> **Source records**:

◆ ◆ ◆

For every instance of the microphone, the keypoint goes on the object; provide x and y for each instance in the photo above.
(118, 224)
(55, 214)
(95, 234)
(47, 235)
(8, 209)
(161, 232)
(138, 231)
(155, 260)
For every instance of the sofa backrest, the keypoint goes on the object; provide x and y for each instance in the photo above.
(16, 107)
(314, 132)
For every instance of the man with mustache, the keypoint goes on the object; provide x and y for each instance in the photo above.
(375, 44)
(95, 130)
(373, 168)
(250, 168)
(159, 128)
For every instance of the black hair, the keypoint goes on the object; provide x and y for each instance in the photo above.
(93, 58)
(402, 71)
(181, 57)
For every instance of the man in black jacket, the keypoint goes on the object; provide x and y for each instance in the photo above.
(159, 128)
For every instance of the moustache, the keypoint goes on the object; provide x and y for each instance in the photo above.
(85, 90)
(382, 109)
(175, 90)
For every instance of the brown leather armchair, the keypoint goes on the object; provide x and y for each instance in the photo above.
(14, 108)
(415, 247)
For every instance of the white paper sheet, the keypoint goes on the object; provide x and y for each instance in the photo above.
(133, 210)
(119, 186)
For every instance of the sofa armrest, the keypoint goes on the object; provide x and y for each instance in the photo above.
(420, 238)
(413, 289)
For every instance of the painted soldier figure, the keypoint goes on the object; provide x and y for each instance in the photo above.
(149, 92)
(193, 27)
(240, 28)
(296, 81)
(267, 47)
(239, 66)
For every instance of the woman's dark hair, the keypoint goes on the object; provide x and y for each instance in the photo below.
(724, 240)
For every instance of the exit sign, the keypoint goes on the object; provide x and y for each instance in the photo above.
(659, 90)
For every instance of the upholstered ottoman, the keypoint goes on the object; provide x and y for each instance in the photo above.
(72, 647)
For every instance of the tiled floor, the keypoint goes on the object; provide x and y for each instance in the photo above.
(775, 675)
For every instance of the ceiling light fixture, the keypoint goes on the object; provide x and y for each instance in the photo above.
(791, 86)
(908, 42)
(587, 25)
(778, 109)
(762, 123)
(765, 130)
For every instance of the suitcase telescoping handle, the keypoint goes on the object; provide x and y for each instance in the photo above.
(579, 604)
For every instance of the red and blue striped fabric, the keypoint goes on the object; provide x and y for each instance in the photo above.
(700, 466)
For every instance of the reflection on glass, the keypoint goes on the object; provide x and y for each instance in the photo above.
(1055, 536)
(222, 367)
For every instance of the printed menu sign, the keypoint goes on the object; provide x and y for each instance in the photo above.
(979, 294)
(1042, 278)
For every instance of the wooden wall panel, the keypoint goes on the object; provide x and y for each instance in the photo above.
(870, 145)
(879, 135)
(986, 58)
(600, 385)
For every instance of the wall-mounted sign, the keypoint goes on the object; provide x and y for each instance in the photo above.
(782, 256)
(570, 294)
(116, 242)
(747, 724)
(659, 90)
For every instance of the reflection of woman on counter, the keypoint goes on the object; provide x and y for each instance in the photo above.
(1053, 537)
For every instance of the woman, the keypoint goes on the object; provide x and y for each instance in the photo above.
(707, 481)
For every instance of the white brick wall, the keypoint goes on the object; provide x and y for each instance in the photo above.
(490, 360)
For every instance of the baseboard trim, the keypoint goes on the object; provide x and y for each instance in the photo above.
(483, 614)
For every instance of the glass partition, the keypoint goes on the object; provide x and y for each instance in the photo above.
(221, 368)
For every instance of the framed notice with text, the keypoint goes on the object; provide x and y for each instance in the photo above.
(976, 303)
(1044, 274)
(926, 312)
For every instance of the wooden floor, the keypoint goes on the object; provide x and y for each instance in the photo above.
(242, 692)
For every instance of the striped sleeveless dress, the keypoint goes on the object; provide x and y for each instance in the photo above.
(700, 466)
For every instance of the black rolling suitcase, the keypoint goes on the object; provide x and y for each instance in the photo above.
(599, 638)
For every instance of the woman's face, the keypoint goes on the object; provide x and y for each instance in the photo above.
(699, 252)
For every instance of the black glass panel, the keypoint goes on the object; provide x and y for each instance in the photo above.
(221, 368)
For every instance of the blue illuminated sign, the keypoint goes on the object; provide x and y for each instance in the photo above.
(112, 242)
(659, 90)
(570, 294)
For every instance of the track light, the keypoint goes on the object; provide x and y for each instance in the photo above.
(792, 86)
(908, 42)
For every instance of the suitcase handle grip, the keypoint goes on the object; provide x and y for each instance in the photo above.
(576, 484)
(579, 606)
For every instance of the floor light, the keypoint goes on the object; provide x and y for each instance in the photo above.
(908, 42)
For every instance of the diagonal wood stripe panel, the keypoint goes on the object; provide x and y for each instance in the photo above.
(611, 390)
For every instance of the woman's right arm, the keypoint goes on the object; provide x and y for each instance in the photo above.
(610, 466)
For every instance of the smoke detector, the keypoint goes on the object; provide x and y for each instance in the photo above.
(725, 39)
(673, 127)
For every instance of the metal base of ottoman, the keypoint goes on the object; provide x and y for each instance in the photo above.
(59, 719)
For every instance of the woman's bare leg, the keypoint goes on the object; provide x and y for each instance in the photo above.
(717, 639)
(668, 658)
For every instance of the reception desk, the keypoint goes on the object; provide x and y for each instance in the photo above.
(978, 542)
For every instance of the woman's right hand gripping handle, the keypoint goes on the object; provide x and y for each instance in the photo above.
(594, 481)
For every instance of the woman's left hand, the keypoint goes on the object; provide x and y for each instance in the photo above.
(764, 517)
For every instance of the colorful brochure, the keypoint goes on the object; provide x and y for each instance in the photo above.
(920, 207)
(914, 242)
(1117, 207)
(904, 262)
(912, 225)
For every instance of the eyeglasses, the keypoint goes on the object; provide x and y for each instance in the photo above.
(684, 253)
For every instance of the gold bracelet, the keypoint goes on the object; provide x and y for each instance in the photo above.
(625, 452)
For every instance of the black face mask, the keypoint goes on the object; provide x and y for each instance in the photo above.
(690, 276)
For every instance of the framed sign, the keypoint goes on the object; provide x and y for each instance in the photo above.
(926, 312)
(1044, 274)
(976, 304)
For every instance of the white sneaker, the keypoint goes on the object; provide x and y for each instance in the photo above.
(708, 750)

◆ ◆ ◆

> **Direction**:
Rewrite the lines from the one containing "For every instance of the woman's right hand" through the end of the items as a numbered list, leaving out any blank lines.

> **Response**:
1. For every instance of the woman's right hand gripping handle, the keypoint goes on the object; provide x and y for each instance in the photo above.
2. (594, 481)
3. For every instance of the woman's left hand, the keypoint goes on the object; provide x and y for each instance in the photo above.
4. (764, 517)
5. For every instance of the colorful brochure, the keypoint goes on the object; provide x and y for each instance in the photo above.
6. (920, 207)
7. (914, 242)
8. (1117, 207)
9. (904, 262)
10. (912, 225)
11. For every instance of the eyeglasses, the keypoint goes on the object; provide x and y for each instance in the photo above.
12. (684, 253)
13. For every instance of the gold bracelet, the keypoint goes on the object; provide x and y for each instance in the photo above.
14. (625, 452)
15. For every instance of the black face mask, the keypoint goes on the object; provide x and y for each instance in the photo above.
16. (690, 276)
17. For every instance of the framed sign, the keypoint goes on the object; provide x and y for each instance in the photo above.
18. (926, 312)
19. (1044, 274)
20. (976, 304)
21. For every instance of the white sneaker, the keypoint goes on the object; provide x and y for each instance in the photo above.
22. (708, 750)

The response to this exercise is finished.